**The exercise:**
List every line of the items below that contains the word "bride", copying each line in full. Treat uppercase and lowercase letters as different.

(Contour labeling items)
+-------+

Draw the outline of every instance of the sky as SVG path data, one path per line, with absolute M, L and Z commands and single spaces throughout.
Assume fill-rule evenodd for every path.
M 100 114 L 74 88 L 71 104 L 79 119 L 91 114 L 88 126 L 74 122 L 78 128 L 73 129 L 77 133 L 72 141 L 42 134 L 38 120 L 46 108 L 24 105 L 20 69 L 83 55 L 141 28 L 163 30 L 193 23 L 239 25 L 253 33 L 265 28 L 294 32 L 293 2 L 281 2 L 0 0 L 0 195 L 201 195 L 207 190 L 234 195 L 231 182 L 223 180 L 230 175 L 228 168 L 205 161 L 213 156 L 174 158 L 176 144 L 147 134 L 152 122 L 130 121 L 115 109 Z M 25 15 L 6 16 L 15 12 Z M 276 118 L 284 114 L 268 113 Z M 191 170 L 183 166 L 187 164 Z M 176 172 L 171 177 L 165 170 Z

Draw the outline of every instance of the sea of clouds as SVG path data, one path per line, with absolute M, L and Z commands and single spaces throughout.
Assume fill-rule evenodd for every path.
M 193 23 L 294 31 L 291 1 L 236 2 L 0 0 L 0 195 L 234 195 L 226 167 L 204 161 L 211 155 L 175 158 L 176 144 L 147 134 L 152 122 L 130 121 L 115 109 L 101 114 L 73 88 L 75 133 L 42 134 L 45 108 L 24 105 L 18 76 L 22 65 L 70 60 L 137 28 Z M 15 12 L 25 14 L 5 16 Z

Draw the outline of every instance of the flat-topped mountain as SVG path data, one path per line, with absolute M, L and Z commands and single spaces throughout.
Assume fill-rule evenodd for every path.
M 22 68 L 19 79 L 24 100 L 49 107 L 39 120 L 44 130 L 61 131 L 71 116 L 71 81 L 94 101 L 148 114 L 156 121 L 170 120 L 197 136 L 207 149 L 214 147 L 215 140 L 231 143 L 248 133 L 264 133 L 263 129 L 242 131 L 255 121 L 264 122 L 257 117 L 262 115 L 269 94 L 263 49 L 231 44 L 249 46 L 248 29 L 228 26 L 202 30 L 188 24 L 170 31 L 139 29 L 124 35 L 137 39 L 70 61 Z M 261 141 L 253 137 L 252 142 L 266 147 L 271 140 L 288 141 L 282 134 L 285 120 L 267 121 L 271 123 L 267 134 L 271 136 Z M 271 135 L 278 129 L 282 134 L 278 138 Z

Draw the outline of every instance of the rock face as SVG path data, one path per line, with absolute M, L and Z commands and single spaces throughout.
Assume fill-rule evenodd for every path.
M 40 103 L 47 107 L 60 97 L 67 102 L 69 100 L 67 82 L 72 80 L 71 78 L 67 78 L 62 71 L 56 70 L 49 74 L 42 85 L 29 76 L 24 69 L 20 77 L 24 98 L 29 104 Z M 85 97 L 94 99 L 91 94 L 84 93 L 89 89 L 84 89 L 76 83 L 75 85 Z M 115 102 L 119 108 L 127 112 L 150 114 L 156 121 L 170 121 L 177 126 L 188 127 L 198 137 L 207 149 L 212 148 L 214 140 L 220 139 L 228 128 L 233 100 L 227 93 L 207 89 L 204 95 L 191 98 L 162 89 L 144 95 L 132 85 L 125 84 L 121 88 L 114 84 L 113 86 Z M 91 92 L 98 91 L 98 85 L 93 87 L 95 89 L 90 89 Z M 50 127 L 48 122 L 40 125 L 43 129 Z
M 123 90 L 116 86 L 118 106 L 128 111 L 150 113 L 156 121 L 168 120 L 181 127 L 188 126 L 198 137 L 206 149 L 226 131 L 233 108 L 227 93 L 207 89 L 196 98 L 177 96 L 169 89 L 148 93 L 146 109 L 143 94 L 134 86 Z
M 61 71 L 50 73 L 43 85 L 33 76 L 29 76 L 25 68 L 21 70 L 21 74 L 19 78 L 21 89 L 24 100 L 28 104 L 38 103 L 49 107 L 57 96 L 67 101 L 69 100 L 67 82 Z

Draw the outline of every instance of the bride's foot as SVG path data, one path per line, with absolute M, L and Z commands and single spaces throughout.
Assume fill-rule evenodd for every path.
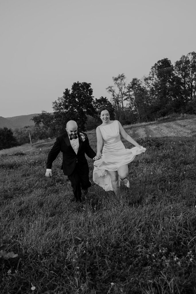
M 122 181 L 122 183 L 124 186 L 125 186 L 128 188 L 129 188 L 129 182 L 126 178 Z

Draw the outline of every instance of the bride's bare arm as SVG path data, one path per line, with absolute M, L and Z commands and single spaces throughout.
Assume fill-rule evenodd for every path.
M 97 135 L 97 154 L 101 153 L 103 145 L 103 138 L 100 129 L 98 127 L 96 129 Z
M 122 125 L 120 122 L 118 121 L 117 121 L 118 122 L 118 125 L 119 126 L 119 129 L 120 131 L 120 134 L 122 136 L 123 138 L 125 139 L 125 140 L 127 141 L 128 141 L 128 142 L 129 142 L 130 143 L 131 143 L 133 145 L 135 145 L 135 146 L 136 147 L 141 147 L 140 145 L 139 145 L 138 143 L 136 142 L 135 140 L 134 140 L 133 139 L 130 137 L 129 135 L 127 134 L 126 132 L 124 129 L 123 128 Z

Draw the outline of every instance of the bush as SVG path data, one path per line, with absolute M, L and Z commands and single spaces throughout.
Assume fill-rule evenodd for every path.
M 11 129 L 0 128 L 0 150 L 11 148 L 18 145 Z

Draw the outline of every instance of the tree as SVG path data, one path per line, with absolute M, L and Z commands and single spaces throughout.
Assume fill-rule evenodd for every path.
M 171 109 L 174 85 L 173 67 L 170 60 L 167 58 L 159 60 L 144 81 L 148 88 L 154 118 L 165 115 Z
M 64 130 L 67 122 L 70 120 L 76 121 L 80 128 L 84 130 L 86 115 L 95 115 L 91 86 L 90 83 L 74 83 L 71 91 L 66 89 L 63 96 L 53 102 L 54 116 L 62 131 Z
M 106 90 L 111 95 L 111 100 L 115 113 L 115 118 L 118 120 L 121 120 L 120 111 L 122 109 L 124 122 L 125 122 L 124 103 L 126 92 L 126 77 L 124 74 L 122 74 L 117 77 L 113 77 L 112 79 L 114 86 L 109 86 Z
M 182 55 L 175 64 L 174 71 L 180 78 L 184 103 L 195 104 L 196 95 L 196 53 Z
M 129 102 L 131 109 L 136 111 L 140 121 L 145 118 L 148 121 L 149 101 L 147 90 L 137 78 L 132 79 L 127 88 L 125 100 Z
M 17 145 L 11 129 L 6 127 L 0 128 L 0 150 L 11 148 Z
M 35 116 L 31 119 L 36 126 L 43 126 L 46 130 L 51 130 L 54 136 L 56 136 L 59 128 L 58 121 L 53 113 L 43 110 L 41 113 Z

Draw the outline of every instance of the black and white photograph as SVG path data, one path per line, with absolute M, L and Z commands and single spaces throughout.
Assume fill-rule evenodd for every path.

+-------+

**Result of this task:**
Draw the outline of every instance of the bride's foot as SVG path data, one path per line, with absolute M, L and Z commands and single spaces throughout.
Draw the outline of every instance of the bride's bare arm as SVG path data, one path per line, with absolute M, L and Z commands and single spaces throughout.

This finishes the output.